* Selected passage *
** start **
H.R. 2267 -- DEPARTMENTS OF COMMERCE, JUSTICE, AND STATE,
THE JUDICIARY, AND RELATED AGENCIES APPROPRIATIONS BILL, FY 1998
(Sponsors: Livingston (R), Louisiana; Rogers (R), Kentucky)

This Statement of Administration Policy provides the Administration's views on H.R. 2267, the Departments of Commerce, Justice, State, the Judiciary, and Related Agencies Appropriations Bill, FY 1998, as reported by the House Appropriations Committee. Your consideration of the Administration's views would be appreciated.

The Committee has developed a bill that provides requested funding for many of the Administration's priorities. For example, we appreciate the Committee's funding of law enforcement programs in general and the COPS program in particular. Funding COPS at the requested level of $1.4 billion is consistent with the Bipartisan Budget Agreement and would enable us to achieve the goal of hiring 100,000 additional police officers by the year 2000.

As discussed below, the Administration will seek restoration of certain of the Committee's reductions. We recognize that it will not be possible in all cases to attain the Administration's full request and will work with the House toward achieving acceptable funding levels. The Administration is committed to working with the House to identify reductions in the bill in order to find offsets for the restoration of funds that the Administration seeks. For example, funding could be reduced for the Local Law Enforcement Block Grant and the new Juvenile Justice Block Grant. We urge the House to reduce funding for lower priority programs, or for programs that would be adequately funded at the requested level, and to redirect funding to programs of higher priority.
** end **
* Aim of the task *
Reproduce word for word the policy statement above, everything from "This Statement of" down to "the year 2000.".

* Stored records *
** start **
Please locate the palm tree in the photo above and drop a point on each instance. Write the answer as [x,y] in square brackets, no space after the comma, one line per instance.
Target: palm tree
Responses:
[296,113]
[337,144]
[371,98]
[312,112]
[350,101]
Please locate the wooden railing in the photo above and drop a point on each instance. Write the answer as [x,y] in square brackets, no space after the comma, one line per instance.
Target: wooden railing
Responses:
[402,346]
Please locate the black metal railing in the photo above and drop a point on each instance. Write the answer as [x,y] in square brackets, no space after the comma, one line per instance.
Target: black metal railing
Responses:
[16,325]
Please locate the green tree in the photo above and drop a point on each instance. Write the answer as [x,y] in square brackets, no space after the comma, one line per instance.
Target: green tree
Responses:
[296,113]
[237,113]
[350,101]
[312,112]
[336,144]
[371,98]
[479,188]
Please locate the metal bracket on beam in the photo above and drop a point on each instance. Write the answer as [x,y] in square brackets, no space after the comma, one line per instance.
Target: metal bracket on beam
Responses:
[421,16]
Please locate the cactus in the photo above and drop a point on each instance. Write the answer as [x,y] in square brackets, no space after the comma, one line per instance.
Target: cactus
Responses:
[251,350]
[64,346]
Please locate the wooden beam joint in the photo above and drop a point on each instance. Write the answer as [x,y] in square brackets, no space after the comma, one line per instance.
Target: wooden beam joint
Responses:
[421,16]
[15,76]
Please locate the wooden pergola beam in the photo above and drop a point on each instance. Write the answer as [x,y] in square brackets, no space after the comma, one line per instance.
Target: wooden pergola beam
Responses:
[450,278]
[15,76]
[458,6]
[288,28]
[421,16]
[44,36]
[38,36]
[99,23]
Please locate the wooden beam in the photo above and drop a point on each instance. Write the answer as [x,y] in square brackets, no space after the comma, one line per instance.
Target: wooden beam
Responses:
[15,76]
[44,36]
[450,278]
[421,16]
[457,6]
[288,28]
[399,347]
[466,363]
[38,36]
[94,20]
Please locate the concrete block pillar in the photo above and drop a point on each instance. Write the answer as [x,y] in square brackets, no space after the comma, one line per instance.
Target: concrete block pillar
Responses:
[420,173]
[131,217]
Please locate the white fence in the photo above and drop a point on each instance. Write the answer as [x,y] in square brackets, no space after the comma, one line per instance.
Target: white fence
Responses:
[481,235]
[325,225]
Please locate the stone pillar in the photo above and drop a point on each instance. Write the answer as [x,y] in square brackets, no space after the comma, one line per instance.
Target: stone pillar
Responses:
** end **
* Complete response *
This Statement of Administration Policy provides the Administration's views on H.R. 2267, the Departments of Commerce, Justice, State, the Judiciary, and Related Agencies Appropriations Bill, FY 1998, as reported by the House Appropriations Committee. Your consideration of the Administration's views would be appreciated.

The Committee has developed a bill that provides requested funding for many of the Administration's priorities. For example, we appreciate the Committee's funding of law enforcement programs in general and the COPS program in particular. Funding COPS at the requested level of $1.4 billion is consistent with the Bipartisan Budget Agreement and would enable us to achieve the goal of hiring 100,000 additional police officers by the year 2000.